**DESCRIPTION OF THE TASK:** The expected output is each entry, given again exactly.

Dataset excerpts:
^^^^^^^^

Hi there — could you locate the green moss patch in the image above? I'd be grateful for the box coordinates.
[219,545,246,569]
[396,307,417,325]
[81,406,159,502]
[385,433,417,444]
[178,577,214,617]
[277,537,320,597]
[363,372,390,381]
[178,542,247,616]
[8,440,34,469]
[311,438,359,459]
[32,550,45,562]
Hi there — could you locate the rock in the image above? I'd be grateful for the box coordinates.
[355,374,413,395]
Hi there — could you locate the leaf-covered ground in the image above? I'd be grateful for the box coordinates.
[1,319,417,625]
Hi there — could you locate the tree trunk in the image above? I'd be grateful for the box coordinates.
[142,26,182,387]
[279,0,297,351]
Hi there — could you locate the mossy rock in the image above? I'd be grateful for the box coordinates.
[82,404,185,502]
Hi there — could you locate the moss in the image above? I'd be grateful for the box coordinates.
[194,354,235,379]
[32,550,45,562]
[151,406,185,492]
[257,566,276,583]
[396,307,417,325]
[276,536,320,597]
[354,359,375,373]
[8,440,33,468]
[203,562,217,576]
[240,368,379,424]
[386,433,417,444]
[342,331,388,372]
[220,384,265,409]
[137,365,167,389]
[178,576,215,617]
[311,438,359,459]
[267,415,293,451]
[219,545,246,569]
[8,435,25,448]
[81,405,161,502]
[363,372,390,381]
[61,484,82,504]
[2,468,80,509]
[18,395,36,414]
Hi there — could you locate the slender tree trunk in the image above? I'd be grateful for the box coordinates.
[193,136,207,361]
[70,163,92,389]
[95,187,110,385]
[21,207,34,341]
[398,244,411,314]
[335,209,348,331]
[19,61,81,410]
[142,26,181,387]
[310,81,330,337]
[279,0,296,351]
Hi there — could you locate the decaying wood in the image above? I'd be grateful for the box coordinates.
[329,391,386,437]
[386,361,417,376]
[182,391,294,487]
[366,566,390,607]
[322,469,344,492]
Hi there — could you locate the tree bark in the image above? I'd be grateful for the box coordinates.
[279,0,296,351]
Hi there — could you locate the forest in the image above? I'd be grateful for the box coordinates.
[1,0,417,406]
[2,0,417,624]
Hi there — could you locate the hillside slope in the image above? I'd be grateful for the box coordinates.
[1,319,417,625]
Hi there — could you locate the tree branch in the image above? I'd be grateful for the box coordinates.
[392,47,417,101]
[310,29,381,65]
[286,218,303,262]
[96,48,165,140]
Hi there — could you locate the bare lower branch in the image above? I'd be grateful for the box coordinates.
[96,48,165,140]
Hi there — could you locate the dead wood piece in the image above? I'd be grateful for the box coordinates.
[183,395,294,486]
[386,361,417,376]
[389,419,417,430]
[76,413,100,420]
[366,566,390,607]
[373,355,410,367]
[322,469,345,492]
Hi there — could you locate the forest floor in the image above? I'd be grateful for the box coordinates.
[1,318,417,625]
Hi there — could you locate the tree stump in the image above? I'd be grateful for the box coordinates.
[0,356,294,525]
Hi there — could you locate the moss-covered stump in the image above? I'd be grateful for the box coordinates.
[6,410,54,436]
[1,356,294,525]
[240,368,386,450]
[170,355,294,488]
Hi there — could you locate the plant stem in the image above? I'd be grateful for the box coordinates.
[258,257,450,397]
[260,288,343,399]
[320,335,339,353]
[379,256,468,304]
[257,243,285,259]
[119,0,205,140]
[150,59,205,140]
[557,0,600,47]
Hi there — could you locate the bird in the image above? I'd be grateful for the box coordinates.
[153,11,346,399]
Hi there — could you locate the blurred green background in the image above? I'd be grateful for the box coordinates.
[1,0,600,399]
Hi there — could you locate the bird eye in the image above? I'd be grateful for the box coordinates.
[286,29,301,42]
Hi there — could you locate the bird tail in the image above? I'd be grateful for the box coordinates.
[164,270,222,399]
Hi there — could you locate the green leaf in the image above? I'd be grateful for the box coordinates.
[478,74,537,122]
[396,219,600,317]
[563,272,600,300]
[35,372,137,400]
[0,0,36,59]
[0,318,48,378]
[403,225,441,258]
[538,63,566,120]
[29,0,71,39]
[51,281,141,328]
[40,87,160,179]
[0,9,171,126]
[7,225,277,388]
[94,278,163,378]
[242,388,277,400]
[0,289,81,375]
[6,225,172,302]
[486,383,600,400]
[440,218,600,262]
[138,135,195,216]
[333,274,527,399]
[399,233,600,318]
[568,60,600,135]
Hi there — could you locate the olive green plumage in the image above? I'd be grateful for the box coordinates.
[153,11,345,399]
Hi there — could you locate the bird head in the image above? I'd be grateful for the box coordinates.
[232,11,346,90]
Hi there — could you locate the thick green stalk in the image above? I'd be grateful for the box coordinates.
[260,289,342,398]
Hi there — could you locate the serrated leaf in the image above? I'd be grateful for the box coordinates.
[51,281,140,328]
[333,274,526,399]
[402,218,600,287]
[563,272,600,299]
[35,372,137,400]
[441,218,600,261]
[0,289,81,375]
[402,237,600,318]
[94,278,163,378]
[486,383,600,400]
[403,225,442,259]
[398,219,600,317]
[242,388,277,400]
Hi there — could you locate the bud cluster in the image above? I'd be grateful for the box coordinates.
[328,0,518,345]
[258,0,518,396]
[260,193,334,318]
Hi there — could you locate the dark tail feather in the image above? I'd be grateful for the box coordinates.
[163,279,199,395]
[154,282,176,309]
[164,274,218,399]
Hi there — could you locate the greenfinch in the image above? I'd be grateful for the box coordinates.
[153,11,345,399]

^^^^^^^^

**COMPLETED TASK:**
Hi there — could you locate the green moss patch in the image above? I'd be grateful for the box coordinates.
[219,545,246,569]
[396,307,417,325]
[81,406,159,502]
[385,433,417,444]
[178,577,214,617]
[277,537,320,597]
[363,372,390,381]
[178,542,247,616]
[8,440,34,469]
[311,438,359,459]
[32,550,45,562]
Hi there — could you locate the rock in the image above? I'd be grateful for the box coordinates.
[355,374,413,395]
Hi there — could you locate the leaf-covered ground in the image above? I'd be grateful for the box coordinates.
[1,319,417,625]
Hi there — could you locate the tree trunk in the image above? I'd be grateful for the box coordinates.
[142,26,182,387]
[279,0,297,351]
Hi there — could you locate the mossy rock in the image above? I'd be grateful for the box coordinates.
[82,404,185,502]
Hi there — could you locate the moss in the image above? I'd be grateful for the box coordinates.
[194,354,235,379]
[32,550,45,562]
[151,406,185,492]
[257,566,276,583]
[396,307,417,325]
[276,536,320,597]
[354,359,375,373]
[8,440,33,468]
[203,562,217,576]
[240,368,379,424]
[386,433,417,444]
[342,331,388,372]
[220,384,265,409]
[137,365,167,389]
[178,576,215,617]
[311,438,359,459]
[267,415,293,451]
[219,545,246,569]
[8,435,25,448]
[81,405,161,502]
[363,372,390,381]
[61,484,82,504]
[2,468,80,509]
[18,395,36,414]
Hi there — could you locate the slender tree trunk in the image above? I'd be grateful for the box coordinates.
[193,136,207,361]
[70,163,92,389]
[95,187,110,385]
[21,207,34,341]
[398,244,411,314]
[335,209,348,331]
[19,61,81,410]
[142,26,181,387]
[310,81,330,337]
[279,0,296,351]
Hi there — could you locate the decaying wood in the image above? I'd be grateful for the box coordinates.
[329,391,386,437]
[386,361,417,376]
[182,391,294,487]
[366,566,390,607]
[322,469,344,492]
Hi there — could you locate the tree bark in the image above? I'd be grateful for the box coordinates.
[279,0,296,351]
Hi there — could you locate the forest in the image above? I'd be grateful for the box coordinates.
[1,0,417,406]
[2,0,417,624]
Hi there — could you locate the hillside slope in the image above? I'd be grateful for the box coordinates.
[1,319,417,625]
Hi there — could you locate the tree branch in the image above? I'd be grateful for the box coordinates.
[392,47,417,101]
[310,29,381,65]
[286,218,303,262]
[96,48,165,140]
Hi there — could you locate the bare lower branch in the image above? I'd be grateful for the box coordinates.
[96,48,165,140]
Hi there — could you locate the dead wood piece in the image above? I'd be grateful for the box coordinates.
[183,395,294,486]
[386,361,417,376]
[389,419,417,430]
[76,413,100,420]
[366,566,390,607]
[373,355,410,367]
[322,469,345,492]
Hi there — could you locate the forest floor in the image above? I'd be grateful for the box coordinates.
[1,318,417,625]
Hi there — could you locate the tree stump in the image above? I'd be grateful for the box coordinates.
[0,356,294,525]
Hi there — could you locate the moss-covered stump in the image above? I'd be grateful for the box coordinates.
[6,410,54,436]
[1,356,294,525]
[240,368,386,450]
[170,355,294,488]
Hi there — could you locate the plant stem in the image above? I'd be grateful for the box coordinates.
[258,257,450,397]
[260,288,343,399]
[320,335,339,353]
[379,256,468,304]
[257,243,285,259]
[119,0,205,140]
[150,59,205,140]
[557,0,600,47]
Hi there — could you locate the bird in the image above? I'd be grateful for the box coordinates.
[153,11,346,399]
Hi there — could you locate the blurred green background in the image above? I'd be grateful for the box coordinates.
[1,0,600,399]
Hi there — could you locate the bird eye in the image above? I'd be grateful for the box coordinates.
[286,29,301,42]
Hi there — could you locate the bird tail in the image above? I'd be grateful for the box coordinates.
[164,270,222,399]
Hi there — could you locate the green leaf in the image above? I'd be grateful for the box coordinates.
[478,74,537,122]
[396,219,600,317]
[563,272,600,300]
[35,372,137,400]
[0,0,36,59]
[0,318,48,378]
[403,225,441,258]
[538,63,566,120]
[29,0,71,39]
[51,281,141,328]
[40,87,160,179]
[0,9,171,126]
[7,225,277,388]
[94,278,163,378]
[242,388,277,400]
[0,289,81,375]
[6,225,172,302]
[486,383,600,400]
[440,218,600,262]
[138,135,195,216]
[333,274,527,399]
[399,233,600,318]
[568,60,600,135]
Hi there — could you locate the olive green plumage in the image above? I'd be grateful for the box coordinates.
[153,11,345,399]
Hi there — could you locate the bird head in the image above? I'd be grateful for the box coordinates.
[232,11,346,90]
Hi there — could you locate the thick green stalk in the image above? I'd be grateful for the box coordinates.
[260,289,342,398]
Hi there — could you locate the serrated leaf in the image above? I'd be grateful for the box coordinates.
[51,281,140,328]
[333,274,526,399]
[402,218,600,287]
[563,272,600,299]
[35,372,137,400]
[441,218,600,261]
[0,289,81,375]
[402,237,600,318]
[94,278,163,378]
[486,383,600,400]
[403,225,442,259]
[398,219,600,317]
[242,388,277,400]
Hi there — could you locate the bud cluster in the image above? I'd be grateful for the box coordinates.
[328,0,518,345]
[258,0,518,396]
[260,193,334,318]
Hi there — could you locate the dark tail feather in the image above? I'd be grateful for the box coordinates.
[163,279,199,395]
[154,282,176,309]
[164,274,218,399]
Hi there — could you locate the greenfinch in the image above? I'd be grateful for the box coordinates.
[153,11,345,399]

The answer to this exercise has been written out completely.